## [EXERCISE DETAILS]
Copy the fundraiser article from "One hundred and" through "had been raised.", swapping "fundraiser" for "charity dinner".

One hundred and eleven guests were there for a fundraiser, hosted by TRU chefs Rick Tramonto and Gale Gand, to benefit the James Beard Foundation and its scholarship program for families of food-service workers killed during the Sept. 11 terrorist attacks.

Featuring eight courses that combined the talents of local culinary stars with chefs from New York and New Jersey, the evening’s most honored visitors were executive chef Michael Lomonaco, sous-chef Michael Ammirati and manager Glenn Vogt of Windows on the World,a restaurant once best known for fine dining and spectacular views from atop the World Trade Center. Seventy-nine employees of the restaurant died that day.

By the end of the night, $18,000 had been raised.

“It is outstanding that another city is so supportive of the people of New York,” said guest chef Gerry Hayden of New York’s Aureole restaurant. “It has been a great outpouring of good will.”

## [DATA SUPPLIED]
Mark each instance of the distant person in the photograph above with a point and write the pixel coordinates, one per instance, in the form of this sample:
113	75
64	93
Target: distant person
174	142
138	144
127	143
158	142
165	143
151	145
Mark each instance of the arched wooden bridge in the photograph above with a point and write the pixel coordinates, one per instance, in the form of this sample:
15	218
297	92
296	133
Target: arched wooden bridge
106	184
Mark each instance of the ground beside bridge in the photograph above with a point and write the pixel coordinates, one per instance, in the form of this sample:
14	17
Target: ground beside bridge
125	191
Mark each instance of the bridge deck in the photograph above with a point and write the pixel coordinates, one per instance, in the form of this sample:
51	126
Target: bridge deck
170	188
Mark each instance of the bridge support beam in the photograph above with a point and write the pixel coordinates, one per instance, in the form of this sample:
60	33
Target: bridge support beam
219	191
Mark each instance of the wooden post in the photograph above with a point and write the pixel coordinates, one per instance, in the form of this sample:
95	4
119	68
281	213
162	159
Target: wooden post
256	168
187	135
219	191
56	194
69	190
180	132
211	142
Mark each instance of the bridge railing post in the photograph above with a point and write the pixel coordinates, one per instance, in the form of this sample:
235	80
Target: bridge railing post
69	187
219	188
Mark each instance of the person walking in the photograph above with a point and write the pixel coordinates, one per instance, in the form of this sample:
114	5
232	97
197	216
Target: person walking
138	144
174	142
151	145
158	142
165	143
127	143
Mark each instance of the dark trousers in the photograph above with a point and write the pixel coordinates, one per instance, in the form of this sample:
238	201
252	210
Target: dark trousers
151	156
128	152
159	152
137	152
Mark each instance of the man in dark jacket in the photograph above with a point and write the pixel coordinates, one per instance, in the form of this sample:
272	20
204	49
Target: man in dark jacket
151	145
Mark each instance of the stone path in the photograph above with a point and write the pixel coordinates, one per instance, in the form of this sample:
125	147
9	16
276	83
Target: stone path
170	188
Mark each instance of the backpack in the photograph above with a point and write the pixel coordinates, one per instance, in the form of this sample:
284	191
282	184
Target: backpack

## [RESPONSE AREA]
One hundred and eleven guests were there for a charity dinner, hosted by TRU chefs Rick Tramonto and Gale Gand, to benefit the James Beard Foundation and its scholarship program for families of food-service workers killed during the Sept. 11 terrorist attacks.

Featuring eight courses that combined the talents of local culinary stars with chefs from New York and New Jersey, the evening’s most honored visitors were executive chef Michael Lomonaco, sous-chef Michael Ammirati and manager Glenn Vogt of Windows on the World,a restaurant once best known for fine dining and spectacular views from atop the World Trade Center. Seventy-nine employees of the restaurant died that day.

By the end of the night, $18,000 had been raised.